Output the material below in full, exactly as it is.
# RECORDS FOR THE EXERCISE start
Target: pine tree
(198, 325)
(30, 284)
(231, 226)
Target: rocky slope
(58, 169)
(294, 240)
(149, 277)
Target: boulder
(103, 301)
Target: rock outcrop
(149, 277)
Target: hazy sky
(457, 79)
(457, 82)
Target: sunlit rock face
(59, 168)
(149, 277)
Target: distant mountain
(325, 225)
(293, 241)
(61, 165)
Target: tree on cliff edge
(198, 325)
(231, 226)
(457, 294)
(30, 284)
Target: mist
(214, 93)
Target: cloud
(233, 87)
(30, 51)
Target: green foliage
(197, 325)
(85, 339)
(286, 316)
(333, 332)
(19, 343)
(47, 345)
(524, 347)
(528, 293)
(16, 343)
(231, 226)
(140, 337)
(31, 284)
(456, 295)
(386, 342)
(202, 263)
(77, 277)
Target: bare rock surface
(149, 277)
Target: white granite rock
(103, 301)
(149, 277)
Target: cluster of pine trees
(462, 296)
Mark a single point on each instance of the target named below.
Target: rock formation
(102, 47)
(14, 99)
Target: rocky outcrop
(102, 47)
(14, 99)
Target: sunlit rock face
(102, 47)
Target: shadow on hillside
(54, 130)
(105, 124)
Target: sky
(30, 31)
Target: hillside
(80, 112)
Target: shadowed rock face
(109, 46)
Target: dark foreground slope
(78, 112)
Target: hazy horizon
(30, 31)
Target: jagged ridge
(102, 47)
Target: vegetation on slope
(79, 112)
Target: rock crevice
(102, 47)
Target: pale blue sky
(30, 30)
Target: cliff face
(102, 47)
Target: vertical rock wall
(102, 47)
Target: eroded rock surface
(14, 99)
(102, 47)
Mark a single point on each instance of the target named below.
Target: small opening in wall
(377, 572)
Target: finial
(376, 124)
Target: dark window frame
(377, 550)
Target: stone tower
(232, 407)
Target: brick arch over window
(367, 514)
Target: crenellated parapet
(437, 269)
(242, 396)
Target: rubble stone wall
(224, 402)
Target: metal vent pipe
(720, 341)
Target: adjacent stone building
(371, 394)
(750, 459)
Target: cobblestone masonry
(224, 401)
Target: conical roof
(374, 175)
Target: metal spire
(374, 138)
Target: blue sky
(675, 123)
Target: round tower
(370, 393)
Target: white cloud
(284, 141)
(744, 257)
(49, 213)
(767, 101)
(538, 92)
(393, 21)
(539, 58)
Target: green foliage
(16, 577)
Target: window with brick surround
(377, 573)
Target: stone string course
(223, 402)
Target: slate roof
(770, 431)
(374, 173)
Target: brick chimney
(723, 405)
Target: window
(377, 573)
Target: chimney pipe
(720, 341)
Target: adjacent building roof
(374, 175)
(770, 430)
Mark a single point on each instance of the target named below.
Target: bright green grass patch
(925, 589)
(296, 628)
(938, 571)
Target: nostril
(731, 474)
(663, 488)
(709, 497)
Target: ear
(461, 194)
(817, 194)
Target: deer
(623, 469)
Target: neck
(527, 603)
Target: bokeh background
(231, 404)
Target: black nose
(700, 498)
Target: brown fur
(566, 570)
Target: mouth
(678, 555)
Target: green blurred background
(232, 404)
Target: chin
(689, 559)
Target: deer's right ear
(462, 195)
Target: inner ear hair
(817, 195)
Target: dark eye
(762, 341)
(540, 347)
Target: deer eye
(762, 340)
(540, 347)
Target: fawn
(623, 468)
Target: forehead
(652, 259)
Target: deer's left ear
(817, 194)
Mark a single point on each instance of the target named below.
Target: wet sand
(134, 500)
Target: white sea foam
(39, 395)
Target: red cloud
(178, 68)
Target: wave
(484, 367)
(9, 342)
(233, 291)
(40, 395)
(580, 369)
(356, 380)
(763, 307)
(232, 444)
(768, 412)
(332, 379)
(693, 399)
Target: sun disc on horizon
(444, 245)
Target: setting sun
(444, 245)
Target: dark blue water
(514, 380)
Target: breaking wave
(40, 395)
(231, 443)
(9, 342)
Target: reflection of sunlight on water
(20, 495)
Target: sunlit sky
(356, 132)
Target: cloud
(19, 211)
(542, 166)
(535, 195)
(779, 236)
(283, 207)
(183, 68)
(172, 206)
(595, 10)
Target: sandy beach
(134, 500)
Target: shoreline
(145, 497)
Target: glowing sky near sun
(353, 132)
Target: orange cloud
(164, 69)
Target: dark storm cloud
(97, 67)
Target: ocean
# RECORDS FOR THE EXERCISE end
• EXPECTED OUTPUT
Target: pine tree
(198, 325)
(30, 284)
(231, 226)
Target: rocky slope
(58, 169)
(294, 240)
(149, 277)
Target: boulder
(103, 301)
Target: rock outcrop
(149, 277)
Target: hazy sky
(457, 79)
(457, 82)
Target: sunlit rock face
(59, 168)
(149, 277)
Target: distant mountain
(325, 225)
(293, 241)
(61, 165)
Target: tree on cliff edge
(198, 325)
(231, 226)
(457, 294)
(30, 284)
Target: mist
(214, 93)
Target: cloud
(233, 87)
(30, 51)
Target: green foliage
(197, 325)
(85, 339)
(286, 316)
(333, 332)
(19, 343)
(47, 345)
(524, 347)
(528, 293)
(16, 343)
(231, 226)
(140, 337)
(31, 284)
(456, 295)
(386, 342)
(202, 263)
(77, 277)
Target: bare rock surface
(149, 277)
Target: white granite rock
(103, 301)
(149, 277)
Target: cluster of pine trees
(462, 296)
Mark a single point on each instance of the target named below.
Target: rock formation
(102, 47)
(14, 99)
Target: rocky outcrop
(102, 47)
(14, 99)
Target: sunlit rock face
(102, 47)
Target: shadow on hillside
(54, 130)
(105, 124)
Target: sky
(30, 31)
Target: hillside
(80, 112)
Target: shadowed rock face
(109, 46)
Target: dark foreground slope
(78, 112)
Target: hazy horizon
(30, 31)
Target: jagged ridge
(102, 47)
Target: vegetation on slope
(79, 112)
Target: rock crevice
(102, 47)
Target: pale blue sky
(30, 30)
Target: cliff face
(102, 47)
Target: vertical rock wall
(102, 47)
Target: eroded rock surface
(14, 99)
(102, 47)
Mark a single point on each instance of the target named below.
Target: small opening in wall
(377, 572)
Target: finial
(376, 124)
Target: dark window frame
(377, 550)
Target: stone tower
(232, 407)
Target: brick arch over window
(367, 514)
Target: crenellated parapet
(437, 269)
(242, 396)
Target: rubble stone wall
(224, 402)
Target: metal vent pipe
(720, 341)
Target: adjacent stone building
(371, 394)
(750, 459)
Target: cobblestone masonry
(224, 401)
Target: conical roof
(374, 175)
Target: metal spire
(374, 138)
Target: blue sky
(675, 123)
Target: round tower
(370, 393)
Target: white cloud
(284, 141)
(744, 257)
(49, 213)
(767, 101)
(538, 92)
(393, 21)
(539, 58)
Target: green foliage
(16, 577)
Target: window with brick surround
(377, 573)
Target: stone string course
(223, 402)
Target: slate roof
(770, 431)
(374, 173)
Target: brick chimney
(723, 405)
Target: window
(377, 573)
Target: chimney pipe
(720, 341)
Target: adjacent building roof
(374, 175)
(770, 430)
Mark a single point on each instance of the target named below.
Target: bright green grass patch
(925, 589)
(296, 628)
(938, 571)
Target: nostril
(731, 474)
(663, 488)
(709, 497)
Target: ear
(461, 194)
(817, 194)
Target: deer
(623, 469)
Target: neck
(527, 603)
Target: bokeh background
(231, 404)
Target: black nose
(700, 498)
Target: brown fur
(566, 570)
Target: mouth
(678, 555)
Target: green blurred background
(232, 404)
Target: chin
(689, 559)
Target: deer's right ear
(462, 195)
Target: inner ear hair
(817, 195)
Target: dark eye
(762, 341)
(540, 347)
Target: deer eye
(762, 340)
(540, 347)
Target: fawn
(623, 468)
Target: forehead
(652, 259)
Target: deer's left ear
(817, 194)
Mark a single point on each instance of the target named below.
Target: wet sand
(134, 500)
Target: white sea foam
(39, 395)
Target: red cloud
(178, 68)
Target: wave
(484, 367)
(9, 342)
(233, 291)
(40, 395)
(580, 369)
(356, 380)
(763, 307)
(232, 444)
(768, 412)
(332, 379)
(693, 399)
Target: sun disc on horizon
(444, 245)
Target: setting sun
(444, 245)
Target: dark blue water
(514, 380)
Target: breaking wave
(40, 395)
(231, 443)
(9, 342)
Target: reflection of sunlight on water
(20, 495)
Target: sunlit sky
(356, 132)
Target: cloud
(19, 211)
(542, 166)
(535, 195)
(779, 236)
(283, 207)
(183, 68)
(172, 206)
(595, 10)
Target: sandy beach
(134, 500)
Target: shoreline
(145, 497)
Target: glowing sky near sun
(353, 132)
Target: orange cloud
(164, 69)
Target: dark storm cloud
(97, 67)
Target: ocean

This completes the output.